Reproduce the full listing below verbatim, keeping every line unchanged.
— Begin TASK INPUTS —
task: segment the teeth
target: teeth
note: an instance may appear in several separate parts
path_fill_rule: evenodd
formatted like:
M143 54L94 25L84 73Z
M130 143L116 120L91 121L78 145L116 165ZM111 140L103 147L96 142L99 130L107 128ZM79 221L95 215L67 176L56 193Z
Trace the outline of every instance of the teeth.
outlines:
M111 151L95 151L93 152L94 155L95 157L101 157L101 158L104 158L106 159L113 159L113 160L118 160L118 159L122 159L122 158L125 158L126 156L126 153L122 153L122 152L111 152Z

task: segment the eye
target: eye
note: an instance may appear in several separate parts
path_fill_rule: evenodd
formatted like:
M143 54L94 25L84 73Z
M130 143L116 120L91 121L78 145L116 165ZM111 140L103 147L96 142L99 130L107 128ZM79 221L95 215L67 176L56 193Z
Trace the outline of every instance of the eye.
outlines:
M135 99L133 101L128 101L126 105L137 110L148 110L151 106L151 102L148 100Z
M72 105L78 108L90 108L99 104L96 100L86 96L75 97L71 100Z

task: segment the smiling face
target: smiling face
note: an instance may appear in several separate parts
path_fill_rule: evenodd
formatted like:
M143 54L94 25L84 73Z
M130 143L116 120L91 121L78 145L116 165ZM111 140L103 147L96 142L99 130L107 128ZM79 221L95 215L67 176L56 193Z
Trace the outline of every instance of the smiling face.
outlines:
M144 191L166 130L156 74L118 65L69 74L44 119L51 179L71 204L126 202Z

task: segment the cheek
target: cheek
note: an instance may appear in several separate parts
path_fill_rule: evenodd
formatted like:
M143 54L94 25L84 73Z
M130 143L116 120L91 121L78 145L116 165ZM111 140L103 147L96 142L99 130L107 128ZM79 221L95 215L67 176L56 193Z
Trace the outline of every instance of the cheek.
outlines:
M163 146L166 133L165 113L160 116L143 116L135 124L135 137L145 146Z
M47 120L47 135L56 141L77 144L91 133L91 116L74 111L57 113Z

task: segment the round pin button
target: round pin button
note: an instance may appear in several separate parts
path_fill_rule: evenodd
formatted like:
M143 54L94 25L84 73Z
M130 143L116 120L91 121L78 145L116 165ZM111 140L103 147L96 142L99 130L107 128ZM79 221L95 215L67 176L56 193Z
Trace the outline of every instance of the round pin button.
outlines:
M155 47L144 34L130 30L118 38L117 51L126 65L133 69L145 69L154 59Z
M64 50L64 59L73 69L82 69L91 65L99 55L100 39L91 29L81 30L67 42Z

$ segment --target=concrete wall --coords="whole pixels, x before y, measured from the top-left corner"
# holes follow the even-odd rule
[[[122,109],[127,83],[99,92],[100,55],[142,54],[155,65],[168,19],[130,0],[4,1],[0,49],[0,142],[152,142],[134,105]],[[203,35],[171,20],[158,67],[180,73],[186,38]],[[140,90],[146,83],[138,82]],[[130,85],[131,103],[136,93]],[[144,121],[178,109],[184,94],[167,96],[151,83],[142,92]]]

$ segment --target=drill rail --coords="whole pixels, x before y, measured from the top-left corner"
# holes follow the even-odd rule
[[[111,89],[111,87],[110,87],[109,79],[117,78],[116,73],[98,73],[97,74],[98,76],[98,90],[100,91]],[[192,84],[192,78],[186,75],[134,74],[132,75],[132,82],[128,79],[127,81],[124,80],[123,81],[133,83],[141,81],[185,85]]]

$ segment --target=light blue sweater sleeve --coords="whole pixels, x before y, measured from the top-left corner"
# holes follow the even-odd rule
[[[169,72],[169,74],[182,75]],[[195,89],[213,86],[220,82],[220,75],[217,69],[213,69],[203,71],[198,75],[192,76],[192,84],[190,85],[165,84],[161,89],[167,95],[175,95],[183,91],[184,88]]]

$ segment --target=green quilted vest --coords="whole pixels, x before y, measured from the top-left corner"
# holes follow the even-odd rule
— End TASK INPUTS —
■ WRITTEN RESPONSE ■
task: segment the teeth
target: teeth
note: an instance may appear in several separate parts
path_fill_rule: evenodd
formatted like:
M143 54L94 25L84 73Z
M130 143L116 120L91 121L78 145L116 165ZM111 140L103 147L96 142L99 130L107 128ZM79 221L95 215L67 176L56 193Z
Trace the outline of every instance of the teeth.
outlines:
M111 151L95 151L93 152L94 155L95 157L101 157L101 158L104 158L106 159L113 159L113 160L118 160L118 159L122 159L122 158L125 158L126 156L126 153L122 153L122 152L111 152Z

task: segment the eye
target: eye
note: an instance may appear in several separate parts
path_fill_rule: evenodd
formatted like:
M143 54L94 25L84 73Z
M130 143L116 120L91 121L78 145L116 165ZM111 140L103 147L96 142L99 130L107 128ZM79 221L95 215L67 176L56 193Z
Trace the outline of every instance of the eye.
outlines:
M135 99L133 101L128 101L126 105L137 110L148 110L151 106L151 102L148 100Z
M72 105L78 108L90 108L99 104L96 100L86 96L75 97L71 100Z

task: segment the smiling face
target: smiling face
note: an instance may appear in several separate parts
path_fill_rule: evenodd
formatted like:
M143 54L94 25L84 73Z
M130 143L116 120L91 121L78 145L116 165ZM111 140L103 147L96 142L99 130L107 128ZM79 221L95 215L67 176L56 193Z
Trace the outline of every instance of the smiling face.
outlines:
M144 191L166 130L156 74L118 65L69 74L44 119L51 179L71 204L126 202Z

task: segment the cheek
target: cheek
note: an instance may appear in several separate parts
path_fill_rule: evenodd
formatted like:
M143 54L94 25L84 73Z
M130 143L116 120L91 121L78 145L116 165ZM111 140L103 147L96 142L99 130L107 128ZM79 221L95 215L67 176L56 193Z
Trace the outline of every instance of the cheek.
outlines:
M163 146L166 133L165 113L160 116L143 116L135 124L135 137L145 146Z
M47 120L47 135L56 141L77 144L91 133L91 116L74 111L57 113Z

task: segment the round pin button
target: round pin button
note: an instance may appear in several separate parts
path_fill_rule: evenodd
formatted like:
M143 54L94 25L84 73Z
M130 143L116 120L91 121L78 145L116 165ZM111 140L103 147L96 142L99 130L107 128ZM79 221L95 215L67 176L56 193Z
Trace the outline of every instance of the round pin button.
outlines:
M155 47L144 34L130 30L118 38L117 51L126 65L133 69L145 69L154 59Z
M64 50L64 59L73 69L82 69L91 65L99 55L100 39L91 29L81 30L67 42Z

$ segment --target=concrete wall --coords="whole pixels, x before y, measured from the top-left corner"
# holes follow the even-odd rule
[[[122,109],[127,83],[99,92],[100,55],[142,54],[155,65],[168,19],[130,0],[4,1],[0,49],[0,142],[152,142],[134,105]],[[203,35],[171,20],[158,67],[180,73],[186,38]],[[140,90],[146,83],[138,82]],[[130,85],[131,103],[136,93]],[[144,121],[178,109],[184,94],[167,96],[151,83],[142,92]]]

$ segment --target=drill rail --coords="whole pixels, x before y, measured from the top-left corner"
# holes follow the even-odd rule
[[[111,89],[111,87],[110,87],[109,79],[117,78],[116,73],[98,73],[97,74],[98,76],[98,90],[100,91]],[[192,84],[192,78],[186,75],[134,74],[132,75],[132,82],[128,79],[127,81],[124,80],[123,81],[133,83],[141,81],[185,85]]]

$ segment --target=light blue sweater sleeve --coords="whole pixels, x before y, measured from the top-left corner"
# holes follow the even-odd rule
[[[169,72],[169,74],[182,75]],[[195,89],[213,86],[220,82],[220,75],[217,69],[213,69],[203,71],[198,75],[192,76],[192,84],[190,85],[165,84],[161,89],[167,95],[175,95],[183,91],[184,88]]]

$ segment --target=green quilted vest --coords="whole pixels, x before y, measured from the top-left corner"
# holes follow the even-odd rule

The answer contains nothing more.